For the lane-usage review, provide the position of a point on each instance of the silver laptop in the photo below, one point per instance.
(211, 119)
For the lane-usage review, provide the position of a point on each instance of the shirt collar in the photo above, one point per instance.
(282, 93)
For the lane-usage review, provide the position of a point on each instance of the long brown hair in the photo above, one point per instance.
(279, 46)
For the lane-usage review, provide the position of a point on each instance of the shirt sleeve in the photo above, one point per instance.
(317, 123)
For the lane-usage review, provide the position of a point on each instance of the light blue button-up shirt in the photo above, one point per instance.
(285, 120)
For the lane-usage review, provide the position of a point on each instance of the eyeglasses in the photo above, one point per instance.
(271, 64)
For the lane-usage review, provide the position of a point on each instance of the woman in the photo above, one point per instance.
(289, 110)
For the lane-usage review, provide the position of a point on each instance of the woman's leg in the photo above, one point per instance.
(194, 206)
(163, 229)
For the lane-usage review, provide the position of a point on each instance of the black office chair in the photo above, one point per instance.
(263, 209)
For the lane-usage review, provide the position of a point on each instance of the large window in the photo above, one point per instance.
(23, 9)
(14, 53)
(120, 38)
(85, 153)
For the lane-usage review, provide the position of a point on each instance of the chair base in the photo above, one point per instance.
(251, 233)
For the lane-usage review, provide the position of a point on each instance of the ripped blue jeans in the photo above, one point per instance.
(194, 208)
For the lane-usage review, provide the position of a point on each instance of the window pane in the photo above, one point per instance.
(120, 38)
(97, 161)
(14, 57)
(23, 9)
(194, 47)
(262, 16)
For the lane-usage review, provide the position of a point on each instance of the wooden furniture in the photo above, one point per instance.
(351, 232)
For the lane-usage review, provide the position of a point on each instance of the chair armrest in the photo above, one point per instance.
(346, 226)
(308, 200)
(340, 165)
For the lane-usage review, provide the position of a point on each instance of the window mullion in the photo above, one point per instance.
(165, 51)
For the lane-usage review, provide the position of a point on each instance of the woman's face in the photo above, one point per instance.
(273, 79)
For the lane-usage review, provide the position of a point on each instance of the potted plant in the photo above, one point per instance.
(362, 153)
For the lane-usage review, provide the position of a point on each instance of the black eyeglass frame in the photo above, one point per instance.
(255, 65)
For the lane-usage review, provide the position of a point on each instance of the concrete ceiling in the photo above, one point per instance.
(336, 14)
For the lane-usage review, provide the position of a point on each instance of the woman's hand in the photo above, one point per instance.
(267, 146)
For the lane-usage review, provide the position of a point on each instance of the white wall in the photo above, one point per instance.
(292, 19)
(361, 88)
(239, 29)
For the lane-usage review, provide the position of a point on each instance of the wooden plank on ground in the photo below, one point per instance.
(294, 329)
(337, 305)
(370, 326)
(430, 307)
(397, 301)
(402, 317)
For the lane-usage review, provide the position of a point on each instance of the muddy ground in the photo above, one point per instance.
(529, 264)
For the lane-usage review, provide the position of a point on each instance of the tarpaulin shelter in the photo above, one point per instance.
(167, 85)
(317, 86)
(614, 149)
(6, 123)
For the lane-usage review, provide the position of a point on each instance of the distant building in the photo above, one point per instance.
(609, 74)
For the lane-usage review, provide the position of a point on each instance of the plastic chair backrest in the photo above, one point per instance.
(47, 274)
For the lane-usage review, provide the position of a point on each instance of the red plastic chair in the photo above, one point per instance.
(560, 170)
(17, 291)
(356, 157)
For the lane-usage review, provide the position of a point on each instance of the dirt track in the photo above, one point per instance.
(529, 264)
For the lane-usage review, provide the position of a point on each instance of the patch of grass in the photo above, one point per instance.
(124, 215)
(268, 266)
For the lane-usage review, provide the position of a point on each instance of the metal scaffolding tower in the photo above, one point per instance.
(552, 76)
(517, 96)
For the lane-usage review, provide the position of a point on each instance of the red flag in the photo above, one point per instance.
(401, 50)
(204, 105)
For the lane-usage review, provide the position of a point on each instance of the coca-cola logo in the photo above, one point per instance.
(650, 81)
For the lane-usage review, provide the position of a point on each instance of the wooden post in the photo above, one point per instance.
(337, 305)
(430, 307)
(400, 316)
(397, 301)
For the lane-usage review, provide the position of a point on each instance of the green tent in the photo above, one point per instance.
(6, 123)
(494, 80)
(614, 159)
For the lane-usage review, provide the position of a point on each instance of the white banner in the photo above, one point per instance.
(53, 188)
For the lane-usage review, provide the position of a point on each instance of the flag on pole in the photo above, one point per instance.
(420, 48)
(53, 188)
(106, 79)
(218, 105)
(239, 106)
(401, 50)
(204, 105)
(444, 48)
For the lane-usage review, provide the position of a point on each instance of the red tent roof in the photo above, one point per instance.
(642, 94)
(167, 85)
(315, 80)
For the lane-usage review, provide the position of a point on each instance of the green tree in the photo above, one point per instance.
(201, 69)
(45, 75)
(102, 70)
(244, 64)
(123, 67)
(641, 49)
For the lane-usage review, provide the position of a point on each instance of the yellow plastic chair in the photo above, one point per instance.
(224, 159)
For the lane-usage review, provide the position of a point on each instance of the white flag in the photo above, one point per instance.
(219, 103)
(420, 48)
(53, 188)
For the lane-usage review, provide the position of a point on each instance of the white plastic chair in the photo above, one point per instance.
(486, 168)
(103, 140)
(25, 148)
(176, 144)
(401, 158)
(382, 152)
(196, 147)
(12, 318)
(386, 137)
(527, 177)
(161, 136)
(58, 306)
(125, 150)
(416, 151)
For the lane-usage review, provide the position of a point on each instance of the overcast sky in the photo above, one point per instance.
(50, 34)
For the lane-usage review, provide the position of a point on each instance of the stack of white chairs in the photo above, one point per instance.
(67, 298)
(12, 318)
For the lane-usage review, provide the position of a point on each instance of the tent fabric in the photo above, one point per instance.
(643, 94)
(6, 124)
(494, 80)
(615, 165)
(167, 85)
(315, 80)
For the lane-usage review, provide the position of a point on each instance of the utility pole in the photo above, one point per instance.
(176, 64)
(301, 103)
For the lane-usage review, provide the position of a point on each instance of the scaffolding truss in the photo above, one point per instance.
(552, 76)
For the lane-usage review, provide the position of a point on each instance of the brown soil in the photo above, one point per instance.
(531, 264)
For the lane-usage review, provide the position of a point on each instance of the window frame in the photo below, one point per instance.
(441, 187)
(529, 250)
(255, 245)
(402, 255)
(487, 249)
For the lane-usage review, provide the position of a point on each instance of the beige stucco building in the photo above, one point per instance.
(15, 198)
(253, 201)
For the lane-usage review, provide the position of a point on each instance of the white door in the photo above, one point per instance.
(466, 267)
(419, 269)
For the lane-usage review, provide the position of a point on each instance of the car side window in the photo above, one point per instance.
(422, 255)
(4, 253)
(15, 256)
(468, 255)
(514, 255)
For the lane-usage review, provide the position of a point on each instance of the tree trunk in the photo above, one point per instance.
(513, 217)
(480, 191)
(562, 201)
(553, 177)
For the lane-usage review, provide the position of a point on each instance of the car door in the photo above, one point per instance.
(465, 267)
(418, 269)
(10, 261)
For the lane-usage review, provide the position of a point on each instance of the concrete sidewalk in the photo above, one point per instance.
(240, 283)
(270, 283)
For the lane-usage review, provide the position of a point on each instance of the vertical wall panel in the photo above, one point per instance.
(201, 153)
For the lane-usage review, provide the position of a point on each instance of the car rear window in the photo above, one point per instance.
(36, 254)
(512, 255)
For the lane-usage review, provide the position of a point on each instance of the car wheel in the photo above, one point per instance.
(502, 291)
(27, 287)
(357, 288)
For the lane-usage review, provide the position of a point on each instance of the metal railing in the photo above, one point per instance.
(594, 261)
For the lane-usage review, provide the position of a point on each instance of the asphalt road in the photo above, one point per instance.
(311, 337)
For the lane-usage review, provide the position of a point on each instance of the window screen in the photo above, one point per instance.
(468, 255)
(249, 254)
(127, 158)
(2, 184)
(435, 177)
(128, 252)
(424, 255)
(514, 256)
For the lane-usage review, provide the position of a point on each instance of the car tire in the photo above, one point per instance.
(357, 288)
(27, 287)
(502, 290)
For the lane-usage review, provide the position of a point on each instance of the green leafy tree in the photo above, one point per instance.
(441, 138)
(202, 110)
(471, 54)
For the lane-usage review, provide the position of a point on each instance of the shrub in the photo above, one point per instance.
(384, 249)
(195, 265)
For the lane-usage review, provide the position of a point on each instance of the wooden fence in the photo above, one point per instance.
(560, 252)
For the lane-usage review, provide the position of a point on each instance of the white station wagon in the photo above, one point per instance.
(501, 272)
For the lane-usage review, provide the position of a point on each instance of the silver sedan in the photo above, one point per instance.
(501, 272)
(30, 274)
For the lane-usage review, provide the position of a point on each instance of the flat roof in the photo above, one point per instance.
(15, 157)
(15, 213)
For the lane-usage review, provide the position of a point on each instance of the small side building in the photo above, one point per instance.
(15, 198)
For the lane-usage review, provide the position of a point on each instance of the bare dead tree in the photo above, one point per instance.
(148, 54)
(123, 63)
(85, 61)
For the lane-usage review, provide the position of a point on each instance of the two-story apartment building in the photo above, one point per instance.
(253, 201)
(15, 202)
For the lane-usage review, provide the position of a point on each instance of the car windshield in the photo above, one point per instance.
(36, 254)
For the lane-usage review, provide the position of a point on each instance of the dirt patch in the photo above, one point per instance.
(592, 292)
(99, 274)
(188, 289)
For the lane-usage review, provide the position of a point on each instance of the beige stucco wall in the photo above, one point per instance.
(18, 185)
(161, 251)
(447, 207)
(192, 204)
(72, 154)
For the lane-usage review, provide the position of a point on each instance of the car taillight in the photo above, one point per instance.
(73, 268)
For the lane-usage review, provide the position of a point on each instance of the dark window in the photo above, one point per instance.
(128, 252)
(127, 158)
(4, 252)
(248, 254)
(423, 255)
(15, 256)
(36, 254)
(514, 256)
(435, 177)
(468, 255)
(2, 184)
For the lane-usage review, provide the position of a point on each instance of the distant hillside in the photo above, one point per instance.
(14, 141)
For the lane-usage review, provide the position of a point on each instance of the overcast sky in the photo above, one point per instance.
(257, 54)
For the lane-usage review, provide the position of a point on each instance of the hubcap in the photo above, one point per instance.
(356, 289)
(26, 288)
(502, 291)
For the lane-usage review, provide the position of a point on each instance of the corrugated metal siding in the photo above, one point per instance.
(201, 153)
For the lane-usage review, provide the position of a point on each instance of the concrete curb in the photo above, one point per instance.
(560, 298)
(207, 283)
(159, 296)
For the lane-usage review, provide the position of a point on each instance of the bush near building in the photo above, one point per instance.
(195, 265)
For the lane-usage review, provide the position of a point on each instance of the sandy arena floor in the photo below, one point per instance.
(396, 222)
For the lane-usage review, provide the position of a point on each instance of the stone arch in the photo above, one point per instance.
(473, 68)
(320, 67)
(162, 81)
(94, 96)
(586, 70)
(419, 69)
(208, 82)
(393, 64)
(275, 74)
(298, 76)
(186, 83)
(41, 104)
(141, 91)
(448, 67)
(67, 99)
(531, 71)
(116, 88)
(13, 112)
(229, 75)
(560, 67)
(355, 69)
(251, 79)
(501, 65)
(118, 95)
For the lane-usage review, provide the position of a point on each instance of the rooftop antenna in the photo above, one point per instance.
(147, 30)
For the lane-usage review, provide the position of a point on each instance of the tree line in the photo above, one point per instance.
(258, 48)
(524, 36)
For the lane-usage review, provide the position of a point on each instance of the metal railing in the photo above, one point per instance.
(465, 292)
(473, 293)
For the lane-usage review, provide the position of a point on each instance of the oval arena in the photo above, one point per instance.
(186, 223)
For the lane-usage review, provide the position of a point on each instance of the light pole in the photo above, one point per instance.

——

- [What the task asks]:
From the line that contains "of the hubcap" through the last line of the records above, copy every line exactly and leave out the rest.

- [Task response]:
For the lane-usage review, provide the position of a point on each instance of the hubcap in the photo above, one point per instance.
(356, 289)
(26, 288)
(502, 291)
For the lane-usage review, provide the position of a point on each instance of the corrugated metal siding in the photo above, one point per instance.
(201, 153)
For the lane-usage review, provide the position of a point on each instance of the concrete curb in the photo above, one point per instance.
(560, 298)
(207, 283)
(159, 296)
For the lane-usage review, provide the position of a point on each instance of the bush near building in the photo above, one point per instance.
(195, 265)
For the lane-usage review, provide the position of a point on each instance of the sandy arena floor in the photo below, one point per instance.
(396, 222)
For the lane-usage review, provide the position of a point on each instance of the stone arch in the photo above, one point per instance.
(473, 68)
(320, 67)
(162, 81)
(94, 96)
(586, 70)
(419, 69)
(208, 82)
(393, 64)
(275, 74)
(298, 76)
(186, 83)
(41, 104)
(141, 91)
(448, 67)
(67, 99)
(531, 71)
(116, 88)
(13, 112)
(229, 75)
(560, 67)
(355, 69)
(251, 79)
(501, 65)
(118, 95)
For the lane-usage review, provide the position of a point on each instance of the rooftop antenna in the photo above, one point per instance.
(147, 30)
For the lane-usage review, provide the position of a point on each instance of the tree line in the photo above, one point per instance.
(258, 48)
(524, 36)
For the lane-usage review, provide the position of a point on each instance of the metal railing in the photo above, one point per instance.
(465, 292)
(473, 293)
For the lane-usage review, provide the position of a point on each instance of the oval arena in the photo above, one point per instance.
(186, 223)
For the lane-usage review, provide the position of a point on each instance of the light pole in the photo above, one point per instance.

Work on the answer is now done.